**Source passage**
Australia has banned PFOS, PFOA, and PFHxS, including their salts, isomers, and precursors, by listing them as Schedule 7 substances under the Industrial Chemicals Environmental Management Standard.
Yes, the ban applies broadly across industries, covering manufacture, import, export, and use, unless a narrowly defined exemption or conditional allowance applies under IChEMS.
Conditional allowances include trace contaminants at or below 0.025 mg/kg, legacy products already in use, and R&D or analytical testing, while medical devices, medicines, and biologicals are exempt as confirmed by the TGA
PFAS NEMP 3.0 sets national expectations for site investigations, remediation, reuse of contaminated materials, and monitoring, creating a consistent compliance framework across Australian states.
Australia’s NHMRC has set guideline values of 200 ng/L for PFOA, 8 ng/L for PFOS, 30 ng/L for PFHxS, and 1,000 ng/L for PFBS, driving upgrades to water treatment and monitoring.
Industries are expected to reduce PFAS discharges by 70% by 2028 compared to 2023 levels and achieve near-zero discharges by 2030, with documentation required to justify baseline deductions.
Companies should audit supply chains for PFOS, PFOA, and PFHxS, document any exemptions, align discharge controls with state limits, follow PFAS NEMP 3.0 guidance, and engage suppliers for PFAS-free declarations.

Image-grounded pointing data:
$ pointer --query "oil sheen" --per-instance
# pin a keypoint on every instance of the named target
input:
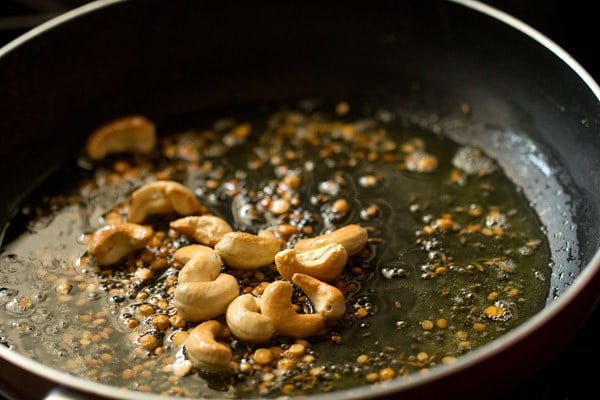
(456, 256)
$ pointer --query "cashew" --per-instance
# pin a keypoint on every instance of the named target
(203, 266)
(277, 305)
(128, 134)
(247, 251)
(185, 253)
(199, 301)
(162, 197)
(111, 243)
(205, 229)
(204, 351)
(324, 263)
(246, 322)
(353, 237)
(326, 299)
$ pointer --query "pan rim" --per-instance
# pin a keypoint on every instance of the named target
(586, 277)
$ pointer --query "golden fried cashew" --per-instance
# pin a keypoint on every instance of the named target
(247, 251)
(205, 229)
(326, 299)
(134, 134)
(162, 197)
(277, 305)
(353, 237)
(246, 322)
(199, 301)
(324, 263)
(112, 242)
(185, 253)
(204, 351)
(203, 266)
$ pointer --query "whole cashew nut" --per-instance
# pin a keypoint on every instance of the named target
(326, 299)
(353, 237)
(203, 266)
(324, 263)
(205, 229)
(162, 197)
(246, 322)
(128, 134)
(277, 305)
(112, 242)
(185, 253)
(247, 251)
(204, 351)
(199, 301)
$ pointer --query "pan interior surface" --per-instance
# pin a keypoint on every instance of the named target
(529, 127)
(457, 256)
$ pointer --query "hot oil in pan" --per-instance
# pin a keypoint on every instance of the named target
(456, 257)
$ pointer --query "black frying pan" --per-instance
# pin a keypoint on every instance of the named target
(162, 59)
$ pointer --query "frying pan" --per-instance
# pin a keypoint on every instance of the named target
(533, 108)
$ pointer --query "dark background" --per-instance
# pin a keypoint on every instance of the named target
(573, 26)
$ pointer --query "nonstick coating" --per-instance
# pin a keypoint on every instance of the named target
(533, 108)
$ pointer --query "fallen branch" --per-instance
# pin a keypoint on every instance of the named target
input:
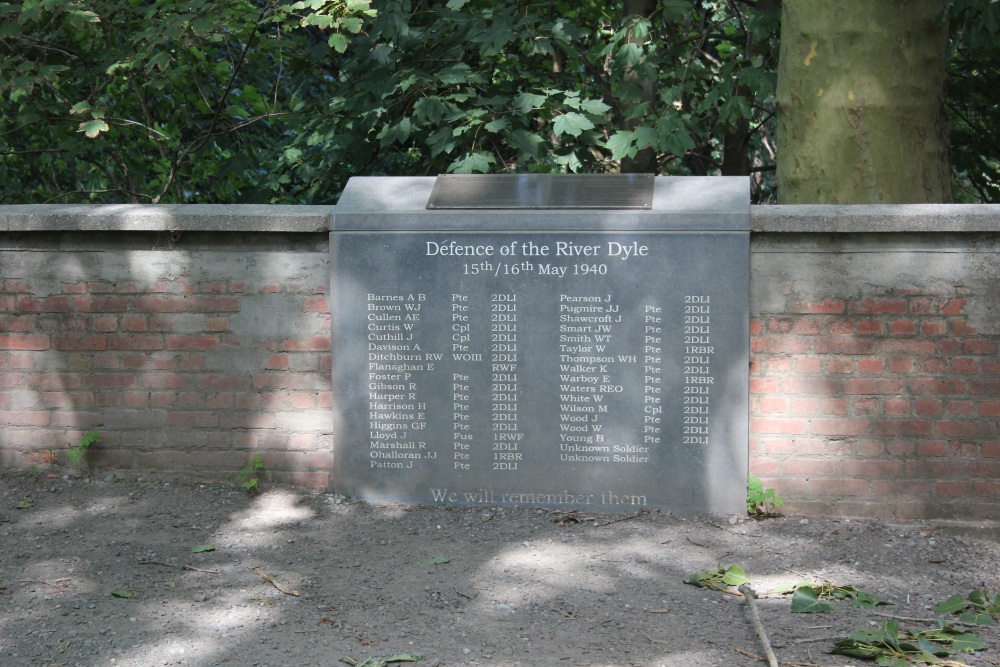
(182, 567)
(757, 657)
(748, 594)
(284, 589)
(928, 621)
(47, 583)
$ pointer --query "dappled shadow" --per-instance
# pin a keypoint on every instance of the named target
(488, 586)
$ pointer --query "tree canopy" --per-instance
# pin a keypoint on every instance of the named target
(234, 101)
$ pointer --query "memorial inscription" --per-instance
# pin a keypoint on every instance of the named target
(562, 369)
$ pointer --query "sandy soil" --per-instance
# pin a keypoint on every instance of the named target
(101, 572)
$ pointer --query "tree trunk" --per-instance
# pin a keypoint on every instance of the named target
(861, 115)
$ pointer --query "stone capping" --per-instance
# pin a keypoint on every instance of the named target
(875, 219)
(164, 218)
(812, 219)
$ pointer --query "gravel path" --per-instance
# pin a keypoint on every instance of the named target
(100, 573)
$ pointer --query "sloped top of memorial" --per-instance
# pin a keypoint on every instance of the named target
(679, 203)
(542, 191)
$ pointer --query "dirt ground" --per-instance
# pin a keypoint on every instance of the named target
(102, 572)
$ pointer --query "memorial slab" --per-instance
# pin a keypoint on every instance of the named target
(588, 359)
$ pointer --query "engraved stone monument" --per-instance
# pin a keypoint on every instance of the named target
(573, 342)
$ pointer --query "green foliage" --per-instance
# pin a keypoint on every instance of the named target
(181, 101)
(80, 449)
(809, 597)
(761, 502)
(978, 607)
(719, 579)
(248, 477)
(245, 101)
(892, 648)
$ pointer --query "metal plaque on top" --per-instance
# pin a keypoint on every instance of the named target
(542, 191)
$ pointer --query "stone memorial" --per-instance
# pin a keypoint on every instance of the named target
(572, 342)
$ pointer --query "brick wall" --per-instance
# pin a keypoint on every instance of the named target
(875, 376)
(187, 352)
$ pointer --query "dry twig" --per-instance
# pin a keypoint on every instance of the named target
(758, 626)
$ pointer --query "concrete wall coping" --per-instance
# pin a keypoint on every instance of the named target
(818, 219)
(878, 219)
(164, 217)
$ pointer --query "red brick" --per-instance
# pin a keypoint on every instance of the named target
(24, 342)
(763, 385)
(978, 346)
(885, 489)
(79, 342)
(278, 362)
(932, 448)
(780, 345)
(819, 406)
(812, 385)
(808, 326)
(966, 488)
(826, 306)
(779, 325)
(134, 323)
(840, 365)
(316, 304)
(871, 405)
(213, 304)
(967, 429)
(160, 304)
(960, 407)
(899, 346)
(871, 366)
(841, 327)
(314, 344)
(843, 346)
(926, 407)
(135, 342)
(962, 328)
(777, 425)
(808, 365)
(901, 364)
(903, 327)
(903, 427)
(869, 327)
(873, 386)
(839, 427)
(193, 419)
(900, 447)
(100, 304)
(878, 306)
(933, 328)
(25, 418)
(183, 342)
(953, 306)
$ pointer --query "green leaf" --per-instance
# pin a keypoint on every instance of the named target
(806, 601)
(571, 123)
(436, 560)
(952, 605)
(525, 102)
(735, 576)
(471, 163)
(621, 145)
(338, 42)
(93, 128)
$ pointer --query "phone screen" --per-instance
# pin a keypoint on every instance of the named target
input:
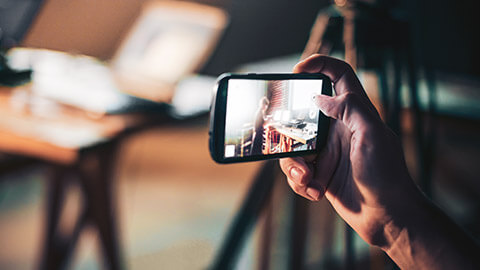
(268, 117)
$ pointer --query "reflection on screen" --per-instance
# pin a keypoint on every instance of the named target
(269, 117)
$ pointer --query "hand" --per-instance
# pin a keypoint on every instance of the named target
(362, 171)
(363, 175)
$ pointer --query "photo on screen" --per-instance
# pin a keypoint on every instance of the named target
(266, 117)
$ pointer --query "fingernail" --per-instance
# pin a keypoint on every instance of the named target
(313, 193)
(295, 173)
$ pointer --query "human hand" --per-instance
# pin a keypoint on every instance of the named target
(361, 171)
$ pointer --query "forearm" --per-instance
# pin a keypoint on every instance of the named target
(421, 236)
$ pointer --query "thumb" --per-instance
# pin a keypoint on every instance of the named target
(350, 109)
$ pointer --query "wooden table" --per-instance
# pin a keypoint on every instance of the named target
(78, 146)
(290, 135)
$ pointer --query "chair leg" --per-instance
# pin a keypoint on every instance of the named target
(97, 182)
(52, 256)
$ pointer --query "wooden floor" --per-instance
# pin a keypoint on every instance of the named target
(174, 203)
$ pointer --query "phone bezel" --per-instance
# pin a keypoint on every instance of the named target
(218, 113)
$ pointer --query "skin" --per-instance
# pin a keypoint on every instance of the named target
(362, 173)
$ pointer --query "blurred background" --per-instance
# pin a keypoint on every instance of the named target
(104, 158)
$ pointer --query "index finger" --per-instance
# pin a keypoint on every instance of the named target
(341, 74)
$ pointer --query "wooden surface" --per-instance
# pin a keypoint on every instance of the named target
(43, 129)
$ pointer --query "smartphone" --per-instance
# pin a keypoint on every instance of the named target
(265, 116)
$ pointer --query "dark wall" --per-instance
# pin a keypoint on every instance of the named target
(451, 35)
(262, 29)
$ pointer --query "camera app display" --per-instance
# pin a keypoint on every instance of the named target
(270, 116)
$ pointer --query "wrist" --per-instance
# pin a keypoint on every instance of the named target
(409, 222)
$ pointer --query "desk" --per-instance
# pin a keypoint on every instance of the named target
(78, 146)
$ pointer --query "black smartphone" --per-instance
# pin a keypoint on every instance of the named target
(264, 116)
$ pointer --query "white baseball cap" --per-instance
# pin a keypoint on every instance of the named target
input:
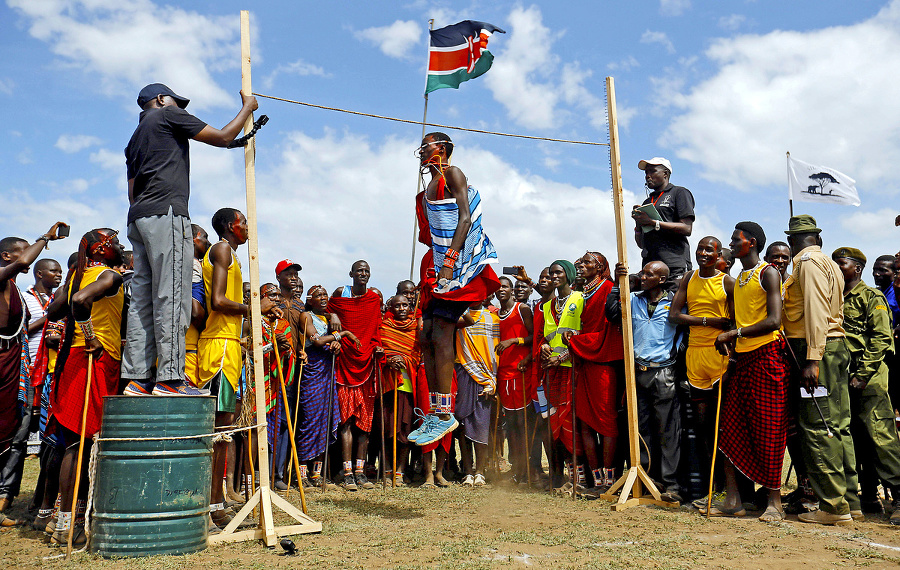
(656, 160)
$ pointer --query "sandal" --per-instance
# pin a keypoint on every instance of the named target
(771, 515)
(721, 511)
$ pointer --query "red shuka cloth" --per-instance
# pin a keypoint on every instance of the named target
(67, 401)
(361, 316)
(598, 343)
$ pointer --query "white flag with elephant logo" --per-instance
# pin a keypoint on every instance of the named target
(812, 183)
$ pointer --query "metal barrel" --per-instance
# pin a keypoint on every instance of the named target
(152, 497)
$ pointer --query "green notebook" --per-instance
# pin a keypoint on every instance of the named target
(651, 211)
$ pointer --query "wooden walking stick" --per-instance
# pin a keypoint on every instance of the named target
(299, 375)
(712, 465)
(525, 431)
(87, 396)
(287, 417)
(551, 449)
(381, 423)
(330, 412)
(394, 459)
(574, 421)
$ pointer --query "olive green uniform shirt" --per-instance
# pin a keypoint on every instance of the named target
(867, 322)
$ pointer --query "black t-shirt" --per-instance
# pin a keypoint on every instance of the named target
(158, 159)
(674, 204)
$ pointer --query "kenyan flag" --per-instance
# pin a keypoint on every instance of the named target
(457, 53)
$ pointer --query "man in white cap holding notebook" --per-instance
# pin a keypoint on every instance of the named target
(664, 239)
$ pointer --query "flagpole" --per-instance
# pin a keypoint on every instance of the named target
(790, 196)
(412, 255)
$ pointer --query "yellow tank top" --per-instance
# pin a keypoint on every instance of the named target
(191, 338)
(569, 320)
(706, 297)
(106, 315)
(219, 325)
(750, 308)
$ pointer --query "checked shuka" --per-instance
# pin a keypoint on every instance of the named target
(754, 414)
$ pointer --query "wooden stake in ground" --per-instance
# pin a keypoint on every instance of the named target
(632, 481)
(287, 417)
(263, 497)
(87, 397)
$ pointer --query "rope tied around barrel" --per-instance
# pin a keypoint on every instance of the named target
(92, 468)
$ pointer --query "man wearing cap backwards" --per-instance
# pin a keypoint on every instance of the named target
(667, 239)
(159, 227)
(867, 323)
(812, 320)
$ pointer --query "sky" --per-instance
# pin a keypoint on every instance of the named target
(722, 89)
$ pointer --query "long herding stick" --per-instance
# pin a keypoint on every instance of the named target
(299, 376)
(330, 413)
(525, 431)
(394, 459)
(712, 465)
(381, 423)
(87, 395)
(287, 417)
(574, 422)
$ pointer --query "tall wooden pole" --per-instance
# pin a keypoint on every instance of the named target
(266, 522)
(631, 481)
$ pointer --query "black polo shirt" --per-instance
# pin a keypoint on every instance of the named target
(674, 204)
(158, 159)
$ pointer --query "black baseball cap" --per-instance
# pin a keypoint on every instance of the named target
(151, 91)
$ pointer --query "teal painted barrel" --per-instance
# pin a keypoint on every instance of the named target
(152, 497)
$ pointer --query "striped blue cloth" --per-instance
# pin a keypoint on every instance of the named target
(443, 217)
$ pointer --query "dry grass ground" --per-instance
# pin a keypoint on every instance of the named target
(501, 527)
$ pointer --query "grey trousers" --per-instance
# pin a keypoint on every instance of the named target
(160, 310)
(659, 423)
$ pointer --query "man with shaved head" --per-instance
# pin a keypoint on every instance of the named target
(656, 341)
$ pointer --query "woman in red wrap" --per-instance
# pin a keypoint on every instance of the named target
(599, 351)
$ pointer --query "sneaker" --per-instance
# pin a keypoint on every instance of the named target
(61, 537)
(426, 422)
(138, 388)
(821, 517)
(718, 499)
(349, 484)
(177, 388)
(437, 429)
(220, 518)
(362, 481)
(895, 516)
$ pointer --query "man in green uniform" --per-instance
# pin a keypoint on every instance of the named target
(867, 322)
(812, 320)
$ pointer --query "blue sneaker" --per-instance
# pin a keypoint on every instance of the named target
(414, 434)
(138, 388)
(177, 388)
(436, 429)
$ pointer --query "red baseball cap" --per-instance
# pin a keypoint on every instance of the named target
(286, 264)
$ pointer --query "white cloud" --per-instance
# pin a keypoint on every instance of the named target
(673, 7)
(803, 92)
(298, 67)
(70, 144)
(660, 38)
(732, 22)
(129, 44)
(537, 88)
(395, 40)
(626, 64)
(318, 178)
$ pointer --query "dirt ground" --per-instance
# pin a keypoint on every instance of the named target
(498, 526)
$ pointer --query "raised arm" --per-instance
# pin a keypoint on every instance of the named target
(223, 137)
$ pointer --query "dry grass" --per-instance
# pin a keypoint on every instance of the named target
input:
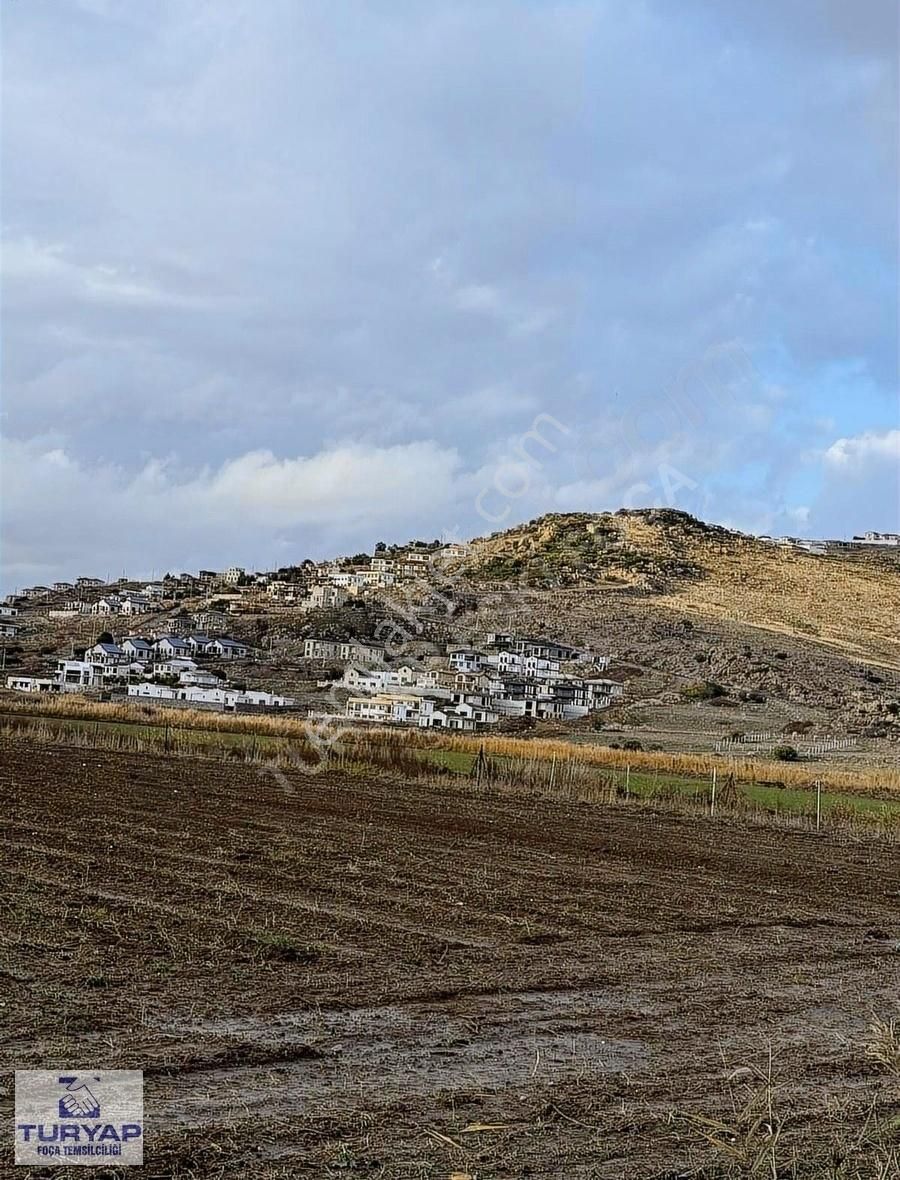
(871, 781)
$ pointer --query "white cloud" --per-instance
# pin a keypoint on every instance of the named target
(60, 515)
(854, 453)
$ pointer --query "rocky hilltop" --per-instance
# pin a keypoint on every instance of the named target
(846, 600)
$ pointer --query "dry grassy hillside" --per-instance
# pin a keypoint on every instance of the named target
(847, 601)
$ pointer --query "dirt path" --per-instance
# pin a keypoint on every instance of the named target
(347, 977)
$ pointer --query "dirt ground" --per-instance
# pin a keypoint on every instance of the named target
(329, 976)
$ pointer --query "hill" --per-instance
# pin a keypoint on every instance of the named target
(846, 600)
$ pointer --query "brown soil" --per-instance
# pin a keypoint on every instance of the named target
(329, 976)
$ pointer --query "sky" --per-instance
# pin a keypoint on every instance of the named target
(283, 280)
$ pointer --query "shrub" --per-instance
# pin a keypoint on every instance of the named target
(786, 754)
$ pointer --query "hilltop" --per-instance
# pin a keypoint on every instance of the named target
(846, 600)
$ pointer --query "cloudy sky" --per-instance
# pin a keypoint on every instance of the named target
(284, 279)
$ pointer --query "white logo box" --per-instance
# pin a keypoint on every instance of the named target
(93, 1118)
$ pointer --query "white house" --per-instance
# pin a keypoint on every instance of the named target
(227, 697)
(138, 649)
(326, 597)
(110, 604)
(198, 643)
(135, 604)
(173, 667)
(172, 646)
(74, 675)
(466, 659)
(106, 655)
(33, 684)
(228, 649)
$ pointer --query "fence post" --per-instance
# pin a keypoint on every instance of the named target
(818, 804)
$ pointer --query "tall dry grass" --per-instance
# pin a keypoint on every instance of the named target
(526, 751)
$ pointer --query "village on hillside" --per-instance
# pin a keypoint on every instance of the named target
(182, 659)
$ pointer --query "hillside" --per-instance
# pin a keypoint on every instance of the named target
(847, 601)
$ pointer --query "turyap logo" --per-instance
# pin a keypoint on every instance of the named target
(78, 1101)
(84, 1118)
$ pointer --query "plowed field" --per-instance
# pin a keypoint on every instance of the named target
(340, 976)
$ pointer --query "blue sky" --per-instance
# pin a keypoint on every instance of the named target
(282, 280)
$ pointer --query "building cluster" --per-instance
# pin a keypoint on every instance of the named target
(473, 686)
(310, 585)
(163, 669)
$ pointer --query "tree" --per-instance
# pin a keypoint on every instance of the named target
(786, 754)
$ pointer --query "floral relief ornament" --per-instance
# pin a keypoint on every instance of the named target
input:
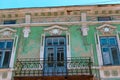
(26, 31)
(7, 32)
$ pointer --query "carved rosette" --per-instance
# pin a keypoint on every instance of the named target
(55, 30)
(26, 31)
(106, 29)
(7, 33)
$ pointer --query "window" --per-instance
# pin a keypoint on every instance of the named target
(5, 52)
(55, 56)
(107, 18)
(10, 22)
(110, 52)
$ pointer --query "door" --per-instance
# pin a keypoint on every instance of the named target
(55, 56)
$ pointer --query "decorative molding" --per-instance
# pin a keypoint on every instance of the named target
(26, 31)
(106, 29)
(7, 33)
(55, 30)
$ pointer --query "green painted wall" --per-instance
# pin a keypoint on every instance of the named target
(81, 46)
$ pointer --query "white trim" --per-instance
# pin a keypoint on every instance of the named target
(11, 65)
(7, 29)
(118, 40)
(68, 45)
(55, 27)
(98, 49)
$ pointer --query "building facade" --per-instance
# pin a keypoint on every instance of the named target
(60, 41)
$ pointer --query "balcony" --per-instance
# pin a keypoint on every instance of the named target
(72, 69)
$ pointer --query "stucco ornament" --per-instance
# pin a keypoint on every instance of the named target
(26, 32)
(55, 30)
(7, 33)
(84, 31)
(106, 29)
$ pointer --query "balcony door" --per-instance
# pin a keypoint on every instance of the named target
(55, 56)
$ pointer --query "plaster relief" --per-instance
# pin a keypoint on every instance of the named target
(26, 31)
(7, 33)
(106, 29)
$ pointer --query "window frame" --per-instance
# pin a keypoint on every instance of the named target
(104, 18)
(109, 46)
(9, 22)
(4, 53)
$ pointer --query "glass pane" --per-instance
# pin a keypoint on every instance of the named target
(0, 58)
(50, 57)
(103, 41)
(10, 22)
(9, 44)
(55, 41)
(49, 42)
(61, 42)
(106, 56)
(6, 59)
(107, 18)
(60, 57)
(115, 56)
(112, 41)
(2, 45)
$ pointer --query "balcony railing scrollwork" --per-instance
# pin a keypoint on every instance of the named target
(35, 67)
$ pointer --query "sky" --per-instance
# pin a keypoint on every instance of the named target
(5, 4)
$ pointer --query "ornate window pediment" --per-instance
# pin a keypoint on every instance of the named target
(55, 30)
(7, 32)
(106, 29)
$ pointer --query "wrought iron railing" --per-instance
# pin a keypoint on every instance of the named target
(37, 67)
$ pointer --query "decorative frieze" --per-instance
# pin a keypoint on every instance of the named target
(55, 30)
(7, 33)
(106, 29)
(26, 31)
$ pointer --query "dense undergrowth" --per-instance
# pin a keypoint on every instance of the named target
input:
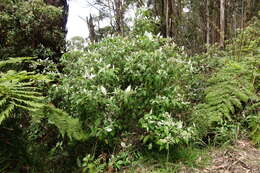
(127, 99)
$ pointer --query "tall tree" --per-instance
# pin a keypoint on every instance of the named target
(222, 23)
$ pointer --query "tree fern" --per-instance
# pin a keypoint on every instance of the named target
(228, 91)
(19, 91)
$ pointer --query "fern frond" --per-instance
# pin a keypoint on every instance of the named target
(7, 112)
(229, 90)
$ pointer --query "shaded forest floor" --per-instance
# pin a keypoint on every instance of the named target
(242, 157)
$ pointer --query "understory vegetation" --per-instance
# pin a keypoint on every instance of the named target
(128, 101)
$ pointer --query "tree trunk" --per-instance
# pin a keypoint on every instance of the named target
(208, 23)
(222, 23)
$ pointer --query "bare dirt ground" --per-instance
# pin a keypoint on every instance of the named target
(243, 157)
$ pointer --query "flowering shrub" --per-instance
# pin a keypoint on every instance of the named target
(113, 85)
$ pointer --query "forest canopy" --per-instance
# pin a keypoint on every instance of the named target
(161, 92)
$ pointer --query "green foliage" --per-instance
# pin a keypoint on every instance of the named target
(146, 22)
(253, 120)
(164, 130)
(115, 83)
(232, 89)
(18, 92)
(92, 165)
(30, 28)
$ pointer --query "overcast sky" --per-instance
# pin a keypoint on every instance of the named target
(76, 26)
(79, 9)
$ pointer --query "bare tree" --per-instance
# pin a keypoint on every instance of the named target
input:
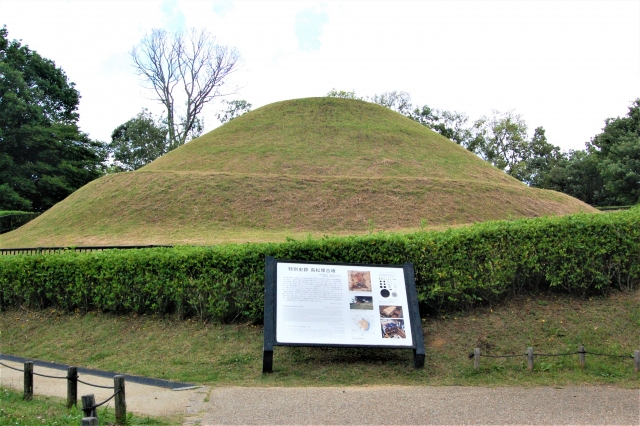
(191, 64)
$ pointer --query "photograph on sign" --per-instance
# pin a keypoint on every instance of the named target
(342, 305)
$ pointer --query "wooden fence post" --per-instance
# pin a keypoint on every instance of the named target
(581, 355)
(72, 386)
(530, 359)
(476, 358)
(28, 380)
(121, 403)
(89, 401)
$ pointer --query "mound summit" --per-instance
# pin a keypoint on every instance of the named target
(319, 166)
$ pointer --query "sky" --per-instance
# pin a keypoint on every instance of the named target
(562, 65)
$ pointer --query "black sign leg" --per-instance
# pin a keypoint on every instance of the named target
(269, 314)
(267, 362)
(418, 358)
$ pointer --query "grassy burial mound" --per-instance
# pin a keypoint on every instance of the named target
(307, 166)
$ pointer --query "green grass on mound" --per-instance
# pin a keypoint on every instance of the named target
(318, 166)
(158, 208)
(231, 355)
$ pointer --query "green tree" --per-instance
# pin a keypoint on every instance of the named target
(617, 149)
(234, 109)
(44, 156)
(395, 100)
(333, 93)
(541, 158)
(450, 124)
(576, 173)
(501, 139)
(193, 63)
(139, 141)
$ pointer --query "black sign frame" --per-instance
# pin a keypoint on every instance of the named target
(270, 313)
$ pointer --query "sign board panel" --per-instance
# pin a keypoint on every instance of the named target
(334, 304)
(342, 304)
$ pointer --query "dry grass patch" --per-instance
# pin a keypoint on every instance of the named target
(231, 355)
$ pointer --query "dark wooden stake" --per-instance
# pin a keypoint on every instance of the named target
(72, 387)
(121, 404)
(581, 355)
(28, 380)
(89, 401)
(530, 359)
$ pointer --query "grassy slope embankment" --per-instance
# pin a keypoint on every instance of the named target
(230, 355)
(309, 166)
(236, 209)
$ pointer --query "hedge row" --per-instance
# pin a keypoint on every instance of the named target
(579, 254)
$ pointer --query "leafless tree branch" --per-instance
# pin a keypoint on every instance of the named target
(191, 61)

**Exercises to complete**
A – Using the passage on Australian PFAS rules, answer these:
(i) What guideline value has the NHMRC set for PFOS?
(ii) By what year are industries expected to achieve near-zero PFAS discharges?
(iii) At or below what level are trace contaminants given a conditional allowance?
B – Reproduce the passage on Australian PFAS rules word for word between "Industries are expected" and "for PFAS-free declarations.", inclusive.

**Answers to the exercises**
A –
(i) 8 ng/L
(ii) 2030
(iii) 0.025 mg/kg

B –
Industries are expected to reduce PFAS discharges by 70% by 2028 compared to 2023 levels and achieve near-zero discharges by 2030, with documentation required to justify baseline deductions.
Companies should audit supply chains for PFOS, PFOA, and PFHxS, document any exemptions, align discharge controls with state limits, follow PFAS NEMP 3.0 guidance, and engage suppliers for PFAS-free declarations.